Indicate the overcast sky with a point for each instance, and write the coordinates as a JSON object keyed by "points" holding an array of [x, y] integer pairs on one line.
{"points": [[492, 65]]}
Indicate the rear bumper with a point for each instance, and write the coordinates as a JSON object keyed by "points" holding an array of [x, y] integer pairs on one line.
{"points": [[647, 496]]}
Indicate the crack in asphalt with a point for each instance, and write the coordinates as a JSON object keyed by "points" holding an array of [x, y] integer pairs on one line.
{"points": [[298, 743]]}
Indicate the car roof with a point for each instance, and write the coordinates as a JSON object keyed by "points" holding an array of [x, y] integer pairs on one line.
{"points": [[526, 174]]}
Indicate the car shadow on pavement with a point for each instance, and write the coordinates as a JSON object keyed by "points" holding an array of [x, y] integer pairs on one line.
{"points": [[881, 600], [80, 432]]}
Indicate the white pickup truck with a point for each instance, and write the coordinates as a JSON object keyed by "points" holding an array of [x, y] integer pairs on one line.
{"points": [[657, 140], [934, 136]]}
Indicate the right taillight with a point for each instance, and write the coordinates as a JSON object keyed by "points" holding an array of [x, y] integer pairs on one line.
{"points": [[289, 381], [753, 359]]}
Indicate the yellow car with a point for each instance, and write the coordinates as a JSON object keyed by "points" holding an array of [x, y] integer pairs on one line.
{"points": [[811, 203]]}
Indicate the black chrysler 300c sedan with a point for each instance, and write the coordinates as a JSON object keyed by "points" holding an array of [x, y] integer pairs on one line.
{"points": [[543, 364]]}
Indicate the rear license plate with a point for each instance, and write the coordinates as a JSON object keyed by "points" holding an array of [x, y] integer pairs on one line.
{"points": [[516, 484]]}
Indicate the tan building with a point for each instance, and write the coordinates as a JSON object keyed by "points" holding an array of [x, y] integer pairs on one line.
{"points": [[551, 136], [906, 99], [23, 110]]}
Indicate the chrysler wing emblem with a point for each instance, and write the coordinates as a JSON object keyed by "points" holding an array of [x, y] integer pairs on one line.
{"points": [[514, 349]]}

□ □ □ □ □ □ □

EXERCISE DIRECTIONS: Convert the items above into a two-column CSV with the header columns instruction and response, one row per item. Put each item's text and its answer in a quoted field, replacing any line breaks with spaces.

COMPLETE ANSWER:
instruction,response
"Indicate the overcast sky with a point for each instance, and write the coordinates as a JSON object keyed by ""points"" holding an array of [x, y] integer pairs on one line.","{""points"": [[492, 65]]}"
"Indicate the rear bumper with a point for each instance, and write the coordinates as a JSON object keyed by ""points"" holding an array of [x, y] integer pairs on one line.","{""points"": [[647, 496]]}"
"Indicate the crack in asphalt with a point for each instance, and write the coordinates as a JSON object keyed by ""points"" holding an array of [x, y] integer pairs on one line.","{""points"": [[298, 743]]}"
"Indicate the car roof with a point for each instance, and write the coordinates as a JSON object keyed by ""points"" holding an array of [x, y] integer pairs on one line.","{""points"": [[526, 174]]}"
"Indicate the car shadow on pavement with a point for each instance, and write the coordinates as a JSON object keyed by ""points"" holding an array of [x, y] integer pairs on one line.","{""points"": [[881, 600], [80, 432]]}"
"Indicate the white pickup truck with a point for each instance, and write the coordinates as a JSON object keyed by ""points"" holding an array of [x, y] integer pairs on one line.","{""points"": [[657, 140], [934, 136]]}"
"Indicate the right taillight with a point for each instance, and write the coordinates as a JSON object keyed by ""points"" holding an array of [x, y] integer pairs on one line.","{""points"": [[289, 381], [753, 359]]}"
"Indicate the yellow car with a point for each instance, and write the coordinates as a JSON object keyed by ""points"" holding an array of [x, y] integer pairs on one line.","{""points"": [[811, 203]]}"
"Indicate the black chrysler 300c sedan with a point for each instance, and write the coordinates as a JSON object keyed by ""points"" holding an array of [x, y] integer pairs on one line.","{""points"": [[543, 364]]}"
"Indicate the rear license plate with a point for each instance, and write the coordinates as a JSON object keyed by ""points"" holding an array of [x, y] integer pairs on one line.","{""points"": [[516, 484]]}"
"Indicate the tan building with a point for each instance, and write the coordinates as a JSON object keyed by ""points"" holding an array of [x, y] integer pairs on one line.","{""points"": [[551, 136], [906, 99], [23, 110]]}"
"Indicate the chrysler wing emblem with a point for each instance, and write the coordinates as a JSON object keyed by ""points"" holding an array of [x, y] integer pairs on one line.","{""points"": [[514, 349]]}"